* Records from a data source:
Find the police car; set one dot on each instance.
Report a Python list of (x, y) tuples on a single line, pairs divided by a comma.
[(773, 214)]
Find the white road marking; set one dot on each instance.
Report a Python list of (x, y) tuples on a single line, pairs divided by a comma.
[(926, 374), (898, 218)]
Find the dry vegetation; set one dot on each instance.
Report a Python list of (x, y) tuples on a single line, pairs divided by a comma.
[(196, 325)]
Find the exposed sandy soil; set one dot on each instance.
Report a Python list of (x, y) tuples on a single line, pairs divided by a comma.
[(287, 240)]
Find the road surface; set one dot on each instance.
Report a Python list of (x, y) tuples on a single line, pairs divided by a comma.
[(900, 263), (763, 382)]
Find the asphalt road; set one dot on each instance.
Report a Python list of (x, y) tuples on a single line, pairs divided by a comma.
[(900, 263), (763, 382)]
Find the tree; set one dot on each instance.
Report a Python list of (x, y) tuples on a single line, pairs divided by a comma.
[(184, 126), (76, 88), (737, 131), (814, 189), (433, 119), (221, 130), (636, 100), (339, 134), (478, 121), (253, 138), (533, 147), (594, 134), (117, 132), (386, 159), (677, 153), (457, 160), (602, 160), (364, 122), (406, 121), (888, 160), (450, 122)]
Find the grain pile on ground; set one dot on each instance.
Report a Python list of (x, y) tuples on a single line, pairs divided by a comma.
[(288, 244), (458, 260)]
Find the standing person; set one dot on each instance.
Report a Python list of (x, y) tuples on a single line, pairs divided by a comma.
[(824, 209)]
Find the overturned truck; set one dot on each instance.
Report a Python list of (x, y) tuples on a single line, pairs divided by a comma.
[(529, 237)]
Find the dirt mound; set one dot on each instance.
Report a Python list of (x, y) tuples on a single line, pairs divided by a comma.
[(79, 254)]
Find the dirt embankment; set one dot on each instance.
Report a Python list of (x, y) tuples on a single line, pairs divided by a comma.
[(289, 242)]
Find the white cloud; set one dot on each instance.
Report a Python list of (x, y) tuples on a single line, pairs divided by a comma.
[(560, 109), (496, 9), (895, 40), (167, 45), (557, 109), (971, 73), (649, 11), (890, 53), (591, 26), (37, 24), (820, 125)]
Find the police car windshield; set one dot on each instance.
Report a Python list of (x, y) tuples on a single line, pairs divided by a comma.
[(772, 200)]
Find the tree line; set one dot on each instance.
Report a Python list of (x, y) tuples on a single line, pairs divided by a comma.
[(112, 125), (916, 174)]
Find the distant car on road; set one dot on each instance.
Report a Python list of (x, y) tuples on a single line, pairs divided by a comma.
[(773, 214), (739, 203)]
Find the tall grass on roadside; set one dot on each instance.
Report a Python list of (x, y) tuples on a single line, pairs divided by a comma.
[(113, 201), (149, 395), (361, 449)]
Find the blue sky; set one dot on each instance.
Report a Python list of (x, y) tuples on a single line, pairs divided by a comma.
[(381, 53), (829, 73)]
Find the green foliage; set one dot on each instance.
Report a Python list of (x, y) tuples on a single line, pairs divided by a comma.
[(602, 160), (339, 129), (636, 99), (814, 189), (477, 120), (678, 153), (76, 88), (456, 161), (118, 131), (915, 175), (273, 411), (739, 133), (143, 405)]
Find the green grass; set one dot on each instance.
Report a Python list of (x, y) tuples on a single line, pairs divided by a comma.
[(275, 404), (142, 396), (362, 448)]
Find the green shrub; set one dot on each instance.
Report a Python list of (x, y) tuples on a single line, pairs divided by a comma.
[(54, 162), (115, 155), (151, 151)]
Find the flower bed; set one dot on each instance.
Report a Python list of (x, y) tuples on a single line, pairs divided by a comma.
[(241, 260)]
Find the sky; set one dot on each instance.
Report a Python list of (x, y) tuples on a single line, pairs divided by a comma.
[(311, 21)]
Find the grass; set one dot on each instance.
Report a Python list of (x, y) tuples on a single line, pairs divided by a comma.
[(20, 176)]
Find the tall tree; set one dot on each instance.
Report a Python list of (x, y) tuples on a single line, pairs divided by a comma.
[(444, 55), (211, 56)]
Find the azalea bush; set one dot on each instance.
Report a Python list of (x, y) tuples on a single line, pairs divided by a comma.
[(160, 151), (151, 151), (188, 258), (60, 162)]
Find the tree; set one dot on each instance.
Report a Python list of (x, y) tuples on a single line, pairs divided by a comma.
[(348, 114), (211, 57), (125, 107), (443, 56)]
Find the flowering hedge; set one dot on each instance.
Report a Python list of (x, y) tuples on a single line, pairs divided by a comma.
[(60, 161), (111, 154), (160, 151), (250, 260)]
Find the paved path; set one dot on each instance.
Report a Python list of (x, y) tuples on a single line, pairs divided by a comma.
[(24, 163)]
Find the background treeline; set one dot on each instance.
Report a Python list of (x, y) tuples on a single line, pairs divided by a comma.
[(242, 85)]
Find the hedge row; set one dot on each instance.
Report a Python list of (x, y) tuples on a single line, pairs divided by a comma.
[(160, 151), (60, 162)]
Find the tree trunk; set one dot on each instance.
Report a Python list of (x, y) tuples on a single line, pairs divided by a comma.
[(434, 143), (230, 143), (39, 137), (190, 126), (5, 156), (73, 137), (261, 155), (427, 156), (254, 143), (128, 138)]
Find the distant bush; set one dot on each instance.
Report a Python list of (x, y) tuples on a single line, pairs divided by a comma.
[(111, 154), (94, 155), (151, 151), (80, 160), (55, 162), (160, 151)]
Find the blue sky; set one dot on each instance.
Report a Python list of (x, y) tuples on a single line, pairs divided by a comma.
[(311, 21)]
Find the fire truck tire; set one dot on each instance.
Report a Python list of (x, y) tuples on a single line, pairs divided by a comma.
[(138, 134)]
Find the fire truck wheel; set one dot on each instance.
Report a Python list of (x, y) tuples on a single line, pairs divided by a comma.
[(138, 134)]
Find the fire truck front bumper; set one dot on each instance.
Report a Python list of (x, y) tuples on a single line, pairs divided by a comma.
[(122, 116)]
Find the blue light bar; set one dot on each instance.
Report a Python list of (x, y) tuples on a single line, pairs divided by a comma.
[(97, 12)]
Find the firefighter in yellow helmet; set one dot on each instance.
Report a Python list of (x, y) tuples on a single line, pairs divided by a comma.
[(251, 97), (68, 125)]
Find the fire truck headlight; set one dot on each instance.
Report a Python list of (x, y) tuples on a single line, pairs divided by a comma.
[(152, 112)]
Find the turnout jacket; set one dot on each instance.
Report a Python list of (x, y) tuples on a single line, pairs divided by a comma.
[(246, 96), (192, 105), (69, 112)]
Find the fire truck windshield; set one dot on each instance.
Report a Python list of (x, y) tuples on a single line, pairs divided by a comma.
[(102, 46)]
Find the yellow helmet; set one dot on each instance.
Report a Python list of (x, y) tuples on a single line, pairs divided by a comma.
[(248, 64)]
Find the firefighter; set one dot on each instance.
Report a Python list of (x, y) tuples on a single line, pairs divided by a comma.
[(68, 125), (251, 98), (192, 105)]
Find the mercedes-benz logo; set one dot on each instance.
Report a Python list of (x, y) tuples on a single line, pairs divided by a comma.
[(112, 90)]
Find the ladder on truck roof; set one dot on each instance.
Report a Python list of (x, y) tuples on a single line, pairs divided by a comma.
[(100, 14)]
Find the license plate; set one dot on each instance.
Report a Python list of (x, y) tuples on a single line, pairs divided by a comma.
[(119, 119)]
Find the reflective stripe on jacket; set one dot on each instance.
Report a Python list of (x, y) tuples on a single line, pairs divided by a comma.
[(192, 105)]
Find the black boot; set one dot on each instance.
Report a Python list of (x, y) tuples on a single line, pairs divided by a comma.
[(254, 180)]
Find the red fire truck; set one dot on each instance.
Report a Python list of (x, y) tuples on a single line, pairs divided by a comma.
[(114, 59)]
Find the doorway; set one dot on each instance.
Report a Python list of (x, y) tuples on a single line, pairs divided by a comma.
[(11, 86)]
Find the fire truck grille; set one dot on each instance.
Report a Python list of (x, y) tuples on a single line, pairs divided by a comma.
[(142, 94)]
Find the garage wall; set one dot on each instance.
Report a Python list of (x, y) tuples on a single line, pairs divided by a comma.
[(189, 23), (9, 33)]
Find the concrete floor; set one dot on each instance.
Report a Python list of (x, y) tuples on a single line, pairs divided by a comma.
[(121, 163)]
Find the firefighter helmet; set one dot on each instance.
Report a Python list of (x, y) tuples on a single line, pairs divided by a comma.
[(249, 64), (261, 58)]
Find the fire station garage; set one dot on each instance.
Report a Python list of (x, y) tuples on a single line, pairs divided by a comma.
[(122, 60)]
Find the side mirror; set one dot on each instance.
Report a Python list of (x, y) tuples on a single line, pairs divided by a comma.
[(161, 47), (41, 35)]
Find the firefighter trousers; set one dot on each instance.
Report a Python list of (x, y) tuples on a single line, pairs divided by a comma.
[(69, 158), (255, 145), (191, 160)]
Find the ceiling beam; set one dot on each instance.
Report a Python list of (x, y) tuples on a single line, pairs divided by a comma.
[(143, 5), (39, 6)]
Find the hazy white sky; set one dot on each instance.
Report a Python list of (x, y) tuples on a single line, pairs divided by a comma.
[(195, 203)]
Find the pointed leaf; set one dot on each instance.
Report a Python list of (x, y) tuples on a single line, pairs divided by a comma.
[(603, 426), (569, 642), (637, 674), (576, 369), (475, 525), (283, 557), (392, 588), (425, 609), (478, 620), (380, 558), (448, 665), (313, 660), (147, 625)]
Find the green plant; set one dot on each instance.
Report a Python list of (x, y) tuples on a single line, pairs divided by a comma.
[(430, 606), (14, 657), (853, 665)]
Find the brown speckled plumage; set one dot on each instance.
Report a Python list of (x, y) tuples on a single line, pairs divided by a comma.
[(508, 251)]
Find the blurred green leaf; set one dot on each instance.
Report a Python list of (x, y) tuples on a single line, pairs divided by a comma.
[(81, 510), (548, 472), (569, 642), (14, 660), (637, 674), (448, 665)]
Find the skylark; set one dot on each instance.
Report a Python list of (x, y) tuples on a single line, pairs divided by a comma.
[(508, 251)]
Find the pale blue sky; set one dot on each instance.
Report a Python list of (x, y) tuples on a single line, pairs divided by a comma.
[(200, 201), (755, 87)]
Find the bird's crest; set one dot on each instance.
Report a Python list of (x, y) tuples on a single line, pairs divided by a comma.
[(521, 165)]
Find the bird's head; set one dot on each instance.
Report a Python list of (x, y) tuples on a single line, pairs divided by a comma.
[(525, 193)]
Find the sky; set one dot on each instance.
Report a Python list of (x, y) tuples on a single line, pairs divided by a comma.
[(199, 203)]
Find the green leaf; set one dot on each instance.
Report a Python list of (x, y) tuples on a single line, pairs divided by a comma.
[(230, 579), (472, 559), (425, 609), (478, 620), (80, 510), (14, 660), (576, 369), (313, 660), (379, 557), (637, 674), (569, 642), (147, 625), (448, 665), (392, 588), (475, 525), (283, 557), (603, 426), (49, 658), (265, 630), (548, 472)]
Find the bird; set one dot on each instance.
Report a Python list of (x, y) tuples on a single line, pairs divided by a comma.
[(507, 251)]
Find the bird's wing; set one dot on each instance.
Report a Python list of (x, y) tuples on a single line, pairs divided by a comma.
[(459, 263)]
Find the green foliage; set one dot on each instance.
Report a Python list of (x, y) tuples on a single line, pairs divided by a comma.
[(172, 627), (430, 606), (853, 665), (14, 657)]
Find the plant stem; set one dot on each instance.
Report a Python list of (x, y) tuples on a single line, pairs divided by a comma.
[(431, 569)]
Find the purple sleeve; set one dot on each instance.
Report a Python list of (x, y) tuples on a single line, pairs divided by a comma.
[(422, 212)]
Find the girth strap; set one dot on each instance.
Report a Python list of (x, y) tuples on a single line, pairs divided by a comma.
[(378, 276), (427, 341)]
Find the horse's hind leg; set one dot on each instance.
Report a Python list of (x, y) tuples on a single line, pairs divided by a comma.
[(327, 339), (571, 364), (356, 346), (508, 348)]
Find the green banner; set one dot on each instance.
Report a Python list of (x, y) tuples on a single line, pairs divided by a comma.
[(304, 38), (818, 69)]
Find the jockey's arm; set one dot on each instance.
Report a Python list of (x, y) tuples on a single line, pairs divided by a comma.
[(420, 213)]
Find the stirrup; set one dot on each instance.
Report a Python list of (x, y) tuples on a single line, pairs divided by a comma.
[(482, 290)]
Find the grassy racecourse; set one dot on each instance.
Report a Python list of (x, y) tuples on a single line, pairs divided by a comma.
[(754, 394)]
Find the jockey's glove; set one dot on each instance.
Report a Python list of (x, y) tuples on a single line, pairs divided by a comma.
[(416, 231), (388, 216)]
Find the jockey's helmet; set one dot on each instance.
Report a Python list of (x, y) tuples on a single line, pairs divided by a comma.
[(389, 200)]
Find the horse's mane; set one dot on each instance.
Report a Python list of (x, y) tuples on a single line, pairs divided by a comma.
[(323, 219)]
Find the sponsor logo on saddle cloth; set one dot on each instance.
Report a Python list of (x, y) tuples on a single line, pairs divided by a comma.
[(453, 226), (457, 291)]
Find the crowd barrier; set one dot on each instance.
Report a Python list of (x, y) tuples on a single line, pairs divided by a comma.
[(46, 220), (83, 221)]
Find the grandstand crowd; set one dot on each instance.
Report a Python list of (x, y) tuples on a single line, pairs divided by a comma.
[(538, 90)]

* WORK INSTRUCTION: Within the entries above, find each line where "dirt" appears; copy every one.

* SOLUTION:
Find the dirt mound; set one dot on each instance.
Find the dirt embankment; set one dot on each instance.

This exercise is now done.